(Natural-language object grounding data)
══════

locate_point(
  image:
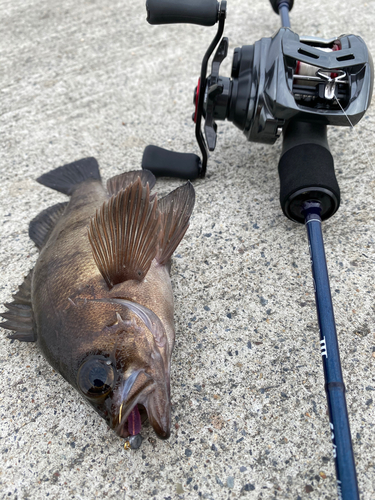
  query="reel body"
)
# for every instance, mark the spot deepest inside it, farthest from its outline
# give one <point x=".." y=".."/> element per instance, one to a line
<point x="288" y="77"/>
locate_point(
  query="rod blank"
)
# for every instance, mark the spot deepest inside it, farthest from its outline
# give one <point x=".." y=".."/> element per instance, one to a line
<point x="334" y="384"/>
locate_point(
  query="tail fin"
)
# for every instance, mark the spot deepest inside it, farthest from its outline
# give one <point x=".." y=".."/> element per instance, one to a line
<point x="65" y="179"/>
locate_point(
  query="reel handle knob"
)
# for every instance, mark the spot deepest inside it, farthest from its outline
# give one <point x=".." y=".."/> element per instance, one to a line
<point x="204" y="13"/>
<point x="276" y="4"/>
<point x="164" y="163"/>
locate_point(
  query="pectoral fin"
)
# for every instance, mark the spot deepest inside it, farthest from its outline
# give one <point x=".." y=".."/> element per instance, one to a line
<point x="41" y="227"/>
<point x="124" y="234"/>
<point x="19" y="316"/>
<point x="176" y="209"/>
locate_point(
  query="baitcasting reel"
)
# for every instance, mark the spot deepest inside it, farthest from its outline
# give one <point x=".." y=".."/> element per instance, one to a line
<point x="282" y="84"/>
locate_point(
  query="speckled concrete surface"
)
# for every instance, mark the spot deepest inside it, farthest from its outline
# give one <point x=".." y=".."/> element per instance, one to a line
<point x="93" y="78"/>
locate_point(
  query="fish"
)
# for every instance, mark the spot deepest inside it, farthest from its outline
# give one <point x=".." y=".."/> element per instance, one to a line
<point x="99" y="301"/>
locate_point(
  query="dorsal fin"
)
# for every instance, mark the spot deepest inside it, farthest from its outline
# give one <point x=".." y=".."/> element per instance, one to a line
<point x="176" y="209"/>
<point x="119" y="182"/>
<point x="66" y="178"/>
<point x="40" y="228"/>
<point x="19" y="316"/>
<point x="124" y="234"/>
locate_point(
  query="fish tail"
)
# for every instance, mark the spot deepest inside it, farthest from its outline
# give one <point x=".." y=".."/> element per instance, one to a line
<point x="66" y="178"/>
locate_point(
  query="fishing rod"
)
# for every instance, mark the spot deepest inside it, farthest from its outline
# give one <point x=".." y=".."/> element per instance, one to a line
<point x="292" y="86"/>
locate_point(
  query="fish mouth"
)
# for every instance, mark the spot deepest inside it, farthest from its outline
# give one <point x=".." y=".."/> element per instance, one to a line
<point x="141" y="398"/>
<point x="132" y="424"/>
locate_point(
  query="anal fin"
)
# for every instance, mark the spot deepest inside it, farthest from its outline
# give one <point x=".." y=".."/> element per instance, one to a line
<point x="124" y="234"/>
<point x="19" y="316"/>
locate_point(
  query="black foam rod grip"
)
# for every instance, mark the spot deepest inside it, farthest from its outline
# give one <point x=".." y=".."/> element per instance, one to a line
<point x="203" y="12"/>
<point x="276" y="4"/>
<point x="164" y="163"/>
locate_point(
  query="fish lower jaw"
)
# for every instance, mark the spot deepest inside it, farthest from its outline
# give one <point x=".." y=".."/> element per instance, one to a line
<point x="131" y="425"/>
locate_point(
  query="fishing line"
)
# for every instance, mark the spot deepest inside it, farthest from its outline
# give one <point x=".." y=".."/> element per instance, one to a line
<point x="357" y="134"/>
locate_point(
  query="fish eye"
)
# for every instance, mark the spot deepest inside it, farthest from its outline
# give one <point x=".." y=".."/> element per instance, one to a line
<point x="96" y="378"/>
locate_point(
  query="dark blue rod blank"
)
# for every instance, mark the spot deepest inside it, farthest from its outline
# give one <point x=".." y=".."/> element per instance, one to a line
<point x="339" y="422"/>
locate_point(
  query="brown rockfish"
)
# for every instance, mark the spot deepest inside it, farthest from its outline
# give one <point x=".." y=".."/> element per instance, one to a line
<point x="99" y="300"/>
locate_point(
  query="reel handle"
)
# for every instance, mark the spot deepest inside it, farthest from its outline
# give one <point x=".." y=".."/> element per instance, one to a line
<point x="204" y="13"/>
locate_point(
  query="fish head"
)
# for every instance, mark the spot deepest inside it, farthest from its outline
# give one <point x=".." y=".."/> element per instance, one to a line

══════

WORK INSTRUCTIONS: All of the records above should be written out exactly, with the pictures left out.

TASK RESPONSE:
locate_point(
  image:
  query="reel body"
)
# for every instance, mark the spot deepest inside it, farthest from its outline
# give one <point x=".." y=".."/> element per instance, one to a line
<point x="288" y="77"/>
locate_point(
  query="rod blank"
)
# for every instance, mark the spot deepest inside it, farthest from its outline
# give one <point x=".." y=".."/> element per instance, one to a line
<point x="334" y="384"/>
locate_point(
  query="tail fin"
)
# for every instance, mark the spot deepest inside it, farthest from its outline
# give one <point x=".." y=".."/> element per instance, one to a line
<point x="65" y="179"/>
locate_point(
  query="reel handle knob"
)
# for every instance, mark the spot deepest inside it, farthest from its outline
# give one <point x=".." y=".."/> element per instance, one to a line
<point x="204" y="13"/>
<point x="276" y="4"/>
<point x="164" y="163"/>
locate_point(
  query="pectoral fin"
)
# for every instance, mark the spot deepest inside it, farthest from its outline
# give one <point x=".." y=".."/> element per instance, one to a line
<point x="41" y="227"/>
<point x="124" y="234"/>
<point x="19" y="316"/>
<point x="176" y="209"/>
locate_point(
  query="baitcasting reel"
)
# for every instance, mark the spot deepest inside it, farthest from its outline
# give one <point x=".." y=".."/> element per instance, one to a line
<point x="282" y="84"/>
locate_point(
  query="speckled concrete surface"
)
# for every instance, mark the spot deepest inside it, farthest from its outline
# give one <point x=".." y=".."/> element per instance, one to a line
<point x="93" y="78"/>
locate_point(
  query="fish"
)
# for every instance, mark the spot deepest inside it, farthest from its outline
# give one <point x=".." y=".."/> element per instance, one to a line
<point x="99" y="301"/>
locate_point(
  query="dorsal fin"
)
# for every instance, mark the spot deepest inside it, farthest from its outline
# give one <point x=".." y=".."/> element per instance, one to a line
<point x="176" y="209"/>
<point x="119" y="182"/>
<point x="66" y="178"/>
<point x="40" y="228"/>
<point x="19" y="316"/>
<point x="124" y="234"/>
locate_point(
  query="fish tail"
)
# for every instance, mark the spot deepest inside it, farthest from its outline
# give one <point x=".." y=".."/> element per instance, one to a line
<point x="66" y="178"/>
locate_point(
  query="fishing rod"
)
# for every instance, mark the spot deepest inside it, farthest from its outline
# give one <point x=".." y=".."/> element per instance, one to a line
<point x="292" y="86"/>
locate_point(
  query="fish mouth"
)
# for every instance, mark the spot deepest inside it, farthest from its outline
# give one <point x=".." y=".."/> element per instance, one to a line
<point x="141" y="398"/>
<point x="132" y="424"/>
locate_point(
  query="anal fin"
)
# for every instance, mark the spot deepest inside it, farthest from its outline
# give one <point x=".." y=".."/> element per instance, one to a line
<point x="124" y="234"/>
<point x="19" y="316"/>
locate_point(
  query="black foam rod grip"
)
# for every instance, mark the spot deepest inside it, farthest from its outline
# give one <point x=".." y=".."/> element per instance, one to a line
<point x="203" y="12"/>
<point x="276" y="4"/>
<point x="164" y="163"/>
locate_point(
  query="fish lower jaw"
)
# for every instance, mark the spot deepest inside it, farthest from its outline
# give one <point x=".." y=".."/> element per instance, one to a line
<point x="131" y="425"/>
locate_point(
  query="fishing line"
)
# for every instance, mark the spot deepest inside it, farthest from its outline
# give one <point x=".." y=".."/> element per instance, one to a line
<point x="357" y="134"/>
locate_point(
  query="fish eye"
)
# for every instance, mark the spot deepest inside it, farthest from its outline
# give one <point x=".." y=".."/> element per instance, one to a line
<point x="96" y="378"/>
locate_point(
  query="dark blue rod blank"
)
# for every instance, mark the spot deepest inside it, farthest from its outline
# give one <point x=".." y=".."/> element per instance, one to a line
<point x="339" y="422"/>
locate_point(
  query="brown rockfish"
)
# for every instance, mark the spot deepest inside it, farthest from its outline
# give one <point x=".." y=".."/> element per instance, one to a line
<point x="99" y="300"/>
locate_point(
  query="reel handle"
)
# for every instance, mark the spot deepest inside it, farthest from its outline
# give one <point x=".." y=".."/> element per instance, one to a line
<point x="204" y="13"/>
locate_point(
  query="fish head"
)
# for every instance, mark the spot deepest inside it, farthest from its outline
# give one <point x=".." y=".."/> element per instance, one to a line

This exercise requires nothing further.